-- Data in this exercise --
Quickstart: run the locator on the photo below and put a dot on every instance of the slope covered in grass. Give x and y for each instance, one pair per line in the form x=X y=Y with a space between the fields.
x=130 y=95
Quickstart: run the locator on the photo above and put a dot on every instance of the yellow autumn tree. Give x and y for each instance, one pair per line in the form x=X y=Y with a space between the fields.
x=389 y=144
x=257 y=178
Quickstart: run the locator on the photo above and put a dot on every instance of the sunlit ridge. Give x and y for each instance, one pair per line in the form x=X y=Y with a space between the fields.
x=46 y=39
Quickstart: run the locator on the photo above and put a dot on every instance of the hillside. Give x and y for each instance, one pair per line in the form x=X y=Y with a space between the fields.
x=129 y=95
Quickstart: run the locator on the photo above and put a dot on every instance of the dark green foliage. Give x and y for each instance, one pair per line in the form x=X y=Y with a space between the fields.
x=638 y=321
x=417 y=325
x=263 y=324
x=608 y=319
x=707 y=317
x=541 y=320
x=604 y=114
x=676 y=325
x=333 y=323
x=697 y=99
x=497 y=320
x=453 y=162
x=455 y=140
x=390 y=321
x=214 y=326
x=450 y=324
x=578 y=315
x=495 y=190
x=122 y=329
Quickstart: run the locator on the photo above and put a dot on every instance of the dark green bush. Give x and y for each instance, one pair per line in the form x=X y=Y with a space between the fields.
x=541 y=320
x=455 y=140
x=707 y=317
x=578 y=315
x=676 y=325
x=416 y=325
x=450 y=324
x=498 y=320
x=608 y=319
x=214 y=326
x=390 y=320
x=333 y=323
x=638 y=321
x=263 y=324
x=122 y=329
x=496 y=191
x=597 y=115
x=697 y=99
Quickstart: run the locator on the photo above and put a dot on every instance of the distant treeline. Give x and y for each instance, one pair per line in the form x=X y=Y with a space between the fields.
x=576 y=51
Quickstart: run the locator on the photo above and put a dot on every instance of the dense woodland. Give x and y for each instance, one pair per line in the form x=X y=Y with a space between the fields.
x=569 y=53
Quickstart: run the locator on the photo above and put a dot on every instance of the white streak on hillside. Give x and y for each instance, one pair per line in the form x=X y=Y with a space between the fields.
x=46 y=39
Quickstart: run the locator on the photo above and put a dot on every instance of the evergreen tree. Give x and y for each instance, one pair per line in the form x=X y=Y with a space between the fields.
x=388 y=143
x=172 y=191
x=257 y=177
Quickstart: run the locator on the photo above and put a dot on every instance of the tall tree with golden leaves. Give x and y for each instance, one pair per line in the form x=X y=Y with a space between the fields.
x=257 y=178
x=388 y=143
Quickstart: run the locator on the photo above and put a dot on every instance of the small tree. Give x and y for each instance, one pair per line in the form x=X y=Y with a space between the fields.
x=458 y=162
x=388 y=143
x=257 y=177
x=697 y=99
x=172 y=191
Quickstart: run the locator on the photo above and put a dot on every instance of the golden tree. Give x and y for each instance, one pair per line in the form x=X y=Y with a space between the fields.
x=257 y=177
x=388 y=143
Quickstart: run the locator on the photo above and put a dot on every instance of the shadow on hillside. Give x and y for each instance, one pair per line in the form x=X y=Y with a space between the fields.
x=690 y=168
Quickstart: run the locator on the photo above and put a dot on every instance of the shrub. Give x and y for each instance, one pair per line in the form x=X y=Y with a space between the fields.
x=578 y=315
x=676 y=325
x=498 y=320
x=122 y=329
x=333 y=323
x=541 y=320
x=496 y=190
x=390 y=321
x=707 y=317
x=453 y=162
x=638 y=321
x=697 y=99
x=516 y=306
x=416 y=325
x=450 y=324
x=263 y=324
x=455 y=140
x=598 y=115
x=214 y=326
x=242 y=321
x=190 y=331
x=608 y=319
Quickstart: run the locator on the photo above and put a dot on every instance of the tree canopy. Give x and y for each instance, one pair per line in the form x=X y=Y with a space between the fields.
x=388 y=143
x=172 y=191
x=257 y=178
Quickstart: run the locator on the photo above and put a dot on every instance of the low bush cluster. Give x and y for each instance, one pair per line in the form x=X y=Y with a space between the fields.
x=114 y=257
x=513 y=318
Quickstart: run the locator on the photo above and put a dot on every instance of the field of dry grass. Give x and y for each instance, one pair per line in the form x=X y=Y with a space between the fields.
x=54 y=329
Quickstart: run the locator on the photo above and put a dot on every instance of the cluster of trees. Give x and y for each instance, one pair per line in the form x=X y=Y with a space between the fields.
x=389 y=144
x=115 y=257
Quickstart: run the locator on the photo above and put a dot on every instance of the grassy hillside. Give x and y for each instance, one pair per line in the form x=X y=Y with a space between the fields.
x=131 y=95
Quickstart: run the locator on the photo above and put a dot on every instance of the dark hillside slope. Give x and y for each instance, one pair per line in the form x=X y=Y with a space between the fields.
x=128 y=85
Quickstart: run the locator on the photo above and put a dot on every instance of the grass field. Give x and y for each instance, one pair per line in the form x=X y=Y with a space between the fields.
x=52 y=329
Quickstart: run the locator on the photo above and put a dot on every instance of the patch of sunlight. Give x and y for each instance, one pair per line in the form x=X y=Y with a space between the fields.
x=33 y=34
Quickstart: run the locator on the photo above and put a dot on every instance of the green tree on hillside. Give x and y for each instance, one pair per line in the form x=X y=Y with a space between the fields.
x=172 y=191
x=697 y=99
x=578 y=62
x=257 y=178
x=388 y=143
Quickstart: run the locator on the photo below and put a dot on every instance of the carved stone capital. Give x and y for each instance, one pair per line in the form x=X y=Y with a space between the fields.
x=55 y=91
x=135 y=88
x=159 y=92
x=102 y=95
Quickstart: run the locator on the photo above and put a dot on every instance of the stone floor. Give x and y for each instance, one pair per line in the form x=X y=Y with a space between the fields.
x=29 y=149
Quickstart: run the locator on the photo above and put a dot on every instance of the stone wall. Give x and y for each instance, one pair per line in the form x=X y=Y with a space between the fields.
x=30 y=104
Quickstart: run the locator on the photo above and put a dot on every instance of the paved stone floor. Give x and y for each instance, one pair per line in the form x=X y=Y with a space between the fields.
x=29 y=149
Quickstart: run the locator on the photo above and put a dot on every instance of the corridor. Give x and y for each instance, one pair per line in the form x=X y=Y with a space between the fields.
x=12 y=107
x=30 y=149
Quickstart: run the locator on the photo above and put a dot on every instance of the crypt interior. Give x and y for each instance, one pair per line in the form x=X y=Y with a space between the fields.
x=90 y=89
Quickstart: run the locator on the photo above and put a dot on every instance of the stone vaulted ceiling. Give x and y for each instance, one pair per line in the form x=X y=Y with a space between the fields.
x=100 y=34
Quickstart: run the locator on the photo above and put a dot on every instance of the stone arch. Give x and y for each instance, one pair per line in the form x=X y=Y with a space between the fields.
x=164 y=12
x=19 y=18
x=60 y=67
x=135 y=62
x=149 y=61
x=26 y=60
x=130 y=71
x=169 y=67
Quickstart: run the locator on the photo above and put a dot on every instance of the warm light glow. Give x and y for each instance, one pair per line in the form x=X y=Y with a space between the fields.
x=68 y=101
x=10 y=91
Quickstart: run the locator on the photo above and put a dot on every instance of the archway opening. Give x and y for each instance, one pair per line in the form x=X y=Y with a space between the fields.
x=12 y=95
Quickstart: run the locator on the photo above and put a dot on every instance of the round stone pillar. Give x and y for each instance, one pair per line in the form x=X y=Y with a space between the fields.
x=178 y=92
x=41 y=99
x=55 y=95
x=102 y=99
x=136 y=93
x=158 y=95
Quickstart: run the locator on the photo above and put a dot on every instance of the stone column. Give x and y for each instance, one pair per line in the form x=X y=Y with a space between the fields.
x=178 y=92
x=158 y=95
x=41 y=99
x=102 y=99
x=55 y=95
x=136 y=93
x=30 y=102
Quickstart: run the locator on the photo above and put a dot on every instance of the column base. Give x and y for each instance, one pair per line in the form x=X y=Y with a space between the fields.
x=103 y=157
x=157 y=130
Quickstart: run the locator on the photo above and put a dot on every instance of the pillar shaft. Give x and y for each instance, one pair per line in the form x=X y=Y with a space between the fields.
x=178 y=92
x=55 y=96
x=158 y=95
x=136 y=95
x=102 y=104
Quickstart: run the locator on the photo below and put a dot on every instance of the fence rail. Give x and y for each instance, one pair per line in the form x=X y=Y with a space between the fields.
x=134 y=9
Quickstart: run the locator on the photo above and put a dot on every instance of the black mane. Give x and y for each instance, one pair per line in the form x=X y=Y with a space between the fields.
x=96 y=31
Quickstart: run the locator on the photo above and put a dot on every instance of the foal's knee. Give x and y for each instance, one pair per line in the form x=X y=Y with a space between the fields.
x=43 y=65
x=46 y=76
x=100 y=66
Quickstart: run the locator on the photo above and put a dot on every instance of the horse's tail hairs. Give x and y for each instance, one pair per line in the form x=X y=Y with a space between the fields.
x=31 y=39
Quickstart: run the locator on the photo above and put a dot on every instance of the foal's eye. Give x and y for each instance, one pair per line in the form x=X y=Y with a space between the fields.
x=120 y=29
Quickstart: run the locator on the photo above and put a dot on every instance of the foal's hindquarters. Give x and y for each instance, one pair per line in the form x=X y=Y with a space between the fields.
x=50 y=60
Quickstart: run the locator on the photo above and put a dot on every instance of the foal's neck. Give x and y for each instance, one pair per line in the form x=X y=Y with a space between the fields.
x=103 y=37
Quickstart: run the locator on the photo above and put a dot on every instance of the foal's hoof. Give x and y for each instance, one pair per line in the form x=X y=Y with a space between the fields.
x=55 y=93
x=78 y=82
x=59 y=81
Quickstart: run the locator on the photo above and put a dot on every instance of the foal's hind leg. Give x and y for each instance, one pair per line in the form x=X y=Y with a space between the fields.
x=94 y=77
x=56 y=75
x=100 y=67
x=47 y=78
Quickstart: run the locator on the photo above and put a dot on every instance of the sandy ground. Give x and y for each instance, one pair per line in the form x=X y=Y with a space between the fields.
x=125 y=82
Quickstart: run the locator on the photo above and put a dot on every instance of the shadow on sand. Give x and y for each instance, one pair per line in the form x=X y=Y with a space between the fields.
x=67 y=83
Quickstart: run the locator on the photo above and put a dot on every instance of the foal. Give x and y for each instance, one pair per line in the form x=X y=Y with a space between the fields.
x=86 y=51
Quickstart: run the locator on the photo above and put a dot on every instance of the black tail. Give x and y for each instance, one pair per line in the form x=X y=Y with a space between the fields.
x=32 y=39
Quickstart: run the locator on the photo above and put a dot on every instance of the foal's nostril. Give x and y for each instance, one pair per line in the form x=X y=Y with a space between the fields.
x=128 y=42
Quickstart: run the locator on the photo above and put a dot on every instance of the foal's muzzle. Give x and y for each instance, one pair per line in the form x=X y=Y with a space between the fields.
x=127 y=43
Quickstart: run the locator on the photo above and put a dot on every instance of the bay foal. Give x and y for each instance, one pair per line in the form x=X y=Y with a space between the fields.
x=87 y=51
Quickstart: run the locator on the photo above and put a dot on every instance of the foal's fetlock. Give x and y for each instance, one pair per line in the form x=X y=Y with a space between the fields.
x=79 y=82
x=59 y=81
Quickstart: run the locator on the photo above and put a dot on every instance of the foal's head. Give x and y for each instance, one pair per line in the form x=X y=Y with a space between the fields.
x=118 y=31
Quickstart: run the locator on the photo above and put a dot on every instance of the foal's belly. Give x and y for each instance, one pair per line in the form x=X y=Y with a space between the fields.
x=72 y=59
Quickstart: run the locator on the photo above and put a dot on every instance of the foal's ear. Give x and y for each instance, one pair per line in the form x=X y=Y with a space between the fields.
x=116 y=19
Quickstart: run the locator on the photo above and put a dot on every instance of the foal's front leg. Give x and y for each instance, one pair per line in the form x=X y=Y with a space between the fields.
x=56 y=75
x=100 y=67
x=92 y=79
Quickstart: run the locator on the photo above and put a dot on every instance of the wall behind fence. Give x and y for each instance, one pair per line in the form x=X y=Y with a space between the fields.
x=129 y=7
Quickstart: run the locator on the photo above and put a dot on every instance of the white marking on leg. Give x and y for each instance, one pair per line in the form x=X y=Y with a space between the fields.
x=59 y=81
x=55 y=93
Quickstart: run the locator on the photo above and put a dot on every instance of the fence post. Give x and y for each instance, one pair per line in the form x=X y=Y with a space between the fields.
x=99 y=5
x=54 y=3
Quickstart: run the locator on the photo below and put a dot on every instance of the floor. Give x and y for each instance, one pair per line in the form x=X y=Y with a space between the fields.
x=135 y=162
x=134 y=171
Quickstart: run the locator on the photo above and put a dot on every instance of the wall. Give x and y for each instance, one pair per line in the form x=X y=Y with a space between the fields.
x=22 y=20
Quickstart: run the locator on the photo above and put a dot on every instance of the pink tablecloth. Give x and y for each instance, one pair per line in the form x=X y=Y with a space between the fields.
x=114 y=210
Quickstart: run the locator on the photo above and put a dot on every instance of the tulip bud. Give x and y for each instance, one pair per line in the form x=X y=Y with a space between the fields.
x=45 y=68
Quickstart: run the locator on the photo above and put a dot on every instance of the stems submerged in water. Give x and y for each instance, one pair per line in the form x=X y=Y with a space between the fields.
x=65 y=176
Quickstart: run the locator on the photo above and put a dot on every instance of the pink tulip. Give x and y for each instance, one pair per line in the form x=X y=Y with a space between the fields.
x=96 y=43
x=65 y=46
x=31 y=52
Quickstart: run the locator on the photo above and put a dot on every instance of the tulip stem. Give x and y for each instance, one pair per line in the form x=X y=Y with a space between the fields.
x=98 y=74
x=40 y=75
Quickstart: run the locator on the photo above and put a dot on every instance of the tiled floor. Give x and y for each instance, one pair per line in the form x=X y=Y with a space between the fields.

-- Task objective --
Rewrite the lines starting at the one containing "of the tree" and ending at the one containing "x=513 y=318", with the requests included and unchanged, and increase every coordinate in the answers by 28.

-- Task result --
Quickstart: run the locator on the photo above and put a dot on every instance of the tree canopy. Give x and y for each instance, one pair per line in the form x=X y=Y with a space between the fields.
x=416 y=171
x=200 y=219
x=285 y=206
Quickstart: run the locator on the photo above and put a dot on every instance of the low bush cluster. Give x and y for each instance, one pair per line in the form x=X y=Y with a space between the fields.
x=142 y=285
x=541 y=346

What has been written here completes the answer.